» **TEKS DOKUMEN**

::::

Mereka adalah Orang-Orang yang Khusyuk dalam Salat (Bag. 3)

Renungan ketika sujud (lanjutan)

Oleh karena itu, termasuk di antara kesempurnaan sujud yang wajib adalah bersujud dengan meletakkan tujuh anggota badan: 1) wajah, 2) dua telapak tangan, 3) dua lutut, 4) dan ujung jari dua kaki. Inilah kewajiban yang Allah Ta’ala perintahkan kepada Rasul-Nya shallallahu ‘alaihi wasallam.

Sedangkan di antara kesempurnaan sujud yang sunah adalah menempelkan langsung bagian wajah ke tempat sujud, sehingga bagian kepala menekan ke tempat sujud. Bagian yang paling rendah (yaitu, pantat) menjadi bagian yang paling tinggi.

::::

[Catatan dataset penunjukan titik]
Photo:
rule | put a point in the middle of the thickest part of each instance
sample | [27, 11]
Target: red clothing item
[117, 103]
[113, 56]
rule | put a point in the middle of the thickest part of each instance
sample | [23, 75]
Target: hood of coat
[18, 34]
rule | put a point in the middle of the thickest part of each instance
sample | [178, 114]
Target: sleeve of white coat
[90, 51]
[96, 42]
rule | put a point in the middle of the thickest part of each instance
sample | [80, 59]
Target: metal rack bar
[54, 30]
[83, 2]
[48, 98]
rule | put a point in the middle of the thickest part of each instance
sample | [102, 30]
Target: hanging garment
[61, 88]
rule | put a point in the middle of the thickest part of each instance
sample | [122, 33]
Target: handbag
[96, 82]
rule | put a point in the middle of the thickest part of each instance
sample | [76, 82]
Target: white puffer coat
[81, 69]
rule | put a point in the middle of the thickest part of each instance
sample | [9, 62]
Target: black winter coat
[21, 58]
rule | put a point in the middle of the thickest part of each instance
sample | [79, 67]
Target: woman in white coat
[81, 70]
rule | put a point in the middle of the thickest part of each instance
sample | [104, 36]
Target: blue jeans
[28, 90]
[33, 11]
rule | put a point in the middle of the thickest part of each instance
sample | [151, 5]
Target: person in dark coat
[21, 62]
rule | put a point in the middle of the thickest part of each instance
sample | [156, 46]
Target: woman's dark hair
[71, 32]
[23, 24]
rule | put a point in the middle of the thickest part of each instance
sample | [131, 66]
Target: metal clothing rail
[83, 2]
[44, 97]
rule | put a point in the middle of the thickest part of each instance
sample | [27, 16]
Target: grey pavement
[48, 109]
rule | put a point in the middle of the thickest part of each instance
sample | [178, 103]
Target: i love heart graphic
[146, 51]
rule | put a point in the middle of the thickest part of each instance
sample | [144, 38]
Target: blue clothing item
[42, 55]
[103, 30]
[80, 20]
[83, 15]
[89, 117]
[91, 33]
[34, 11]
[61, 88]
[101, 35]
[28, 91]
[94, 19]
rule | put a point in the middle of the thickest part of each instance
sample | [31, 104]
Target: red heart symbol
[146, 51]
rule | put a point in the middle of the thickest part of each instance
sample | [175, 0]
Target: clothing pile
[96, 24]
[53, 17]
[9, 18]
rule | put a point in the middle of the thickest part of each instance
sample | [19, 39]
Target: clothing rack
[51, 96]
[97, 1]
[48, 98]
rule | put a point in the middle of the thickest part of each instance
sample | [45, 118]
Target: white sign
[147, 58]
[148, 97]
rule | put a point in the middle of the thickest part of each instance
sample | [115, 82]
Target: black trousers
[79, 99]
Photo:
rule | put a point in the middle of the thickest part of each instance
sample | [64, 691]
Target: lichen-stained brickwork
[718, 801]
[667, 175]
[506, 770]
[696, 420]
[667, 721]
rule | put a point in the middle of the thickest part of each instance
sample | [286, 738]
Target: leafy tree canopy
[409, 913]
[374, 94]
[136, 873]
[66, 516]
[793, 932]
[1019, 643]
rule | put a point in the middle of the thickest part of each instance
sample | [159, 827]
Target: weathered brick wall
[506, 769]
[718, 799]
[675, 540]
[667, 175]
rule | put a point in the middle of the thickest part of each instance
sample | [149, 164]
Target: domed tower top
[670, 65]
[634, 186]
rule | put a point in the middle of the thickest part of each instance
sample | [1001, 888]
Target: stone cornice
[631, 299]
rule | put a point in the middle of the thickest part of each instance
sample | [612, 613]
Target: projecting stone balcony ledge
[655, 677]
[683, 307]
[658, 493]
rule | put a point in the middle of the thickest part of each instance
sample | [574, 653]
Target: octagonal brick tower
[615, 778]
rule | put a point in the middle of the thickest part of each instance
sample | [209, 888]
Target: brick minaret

::::

» **PETUNJUK 1**
Kembalikan setiap baris catatan yang memuat kata "white". Huruf besar dan kecil dibedakan.
» **PETUNJUK 2**
Tuliskan lanjutan teks tentang kekhusyukan dalam salat, dimulai setelah kalimat terakhirnya.

» **HASIL 1**
Target: sleeve of white coat
Target: white puffer coat
Target: woman in white coat
Target: white sign

» **HASIL 2**
Kesempurnaan sujud yang sunah lainnya adalah meletakkan anggota badan dalam posisi yang penuh dengan ketundukan. Yaitu, dia dekatkan perut dengan paha, paha dengan betis, dijauhkan tangan dari lambung, dan tidak meletakkannya di lantai (yaitu dengan diangkat). Sehingga setiap anggota badan tersebut dapat merealisasikan ‘ubudiyyah sesuai dengan porsinya masing-masing.

Oleh karena itu, ketika setan melihat manusia bersujud kepada Allah Ta’ala, dia pun menyingkir dan menangis, sambil berkata,

يَا وَيْلَهُ وَفِي رِوَايَةِ أَبِي كُرَيْبٍ يَا وَيْلِي أُمِرَ ابْنُ آدَمَ بِالسُّجُودِ فَسَجَدَ فَلَهُ الْجَنَّةُ وَأُمِرْتُ بِالسُّجُودِ فَأَبَيْتُ فَلِي النَّارُ

Celakalah aku, manusia disuruh bersujud, maka mereka pun bersujud sehingga mendapatkan surga. Sedangkan aku disuruh bersujud, lalu aku enggan, sehingga aku pun mendapatkan neraka.” (HR. Muslim no. 81)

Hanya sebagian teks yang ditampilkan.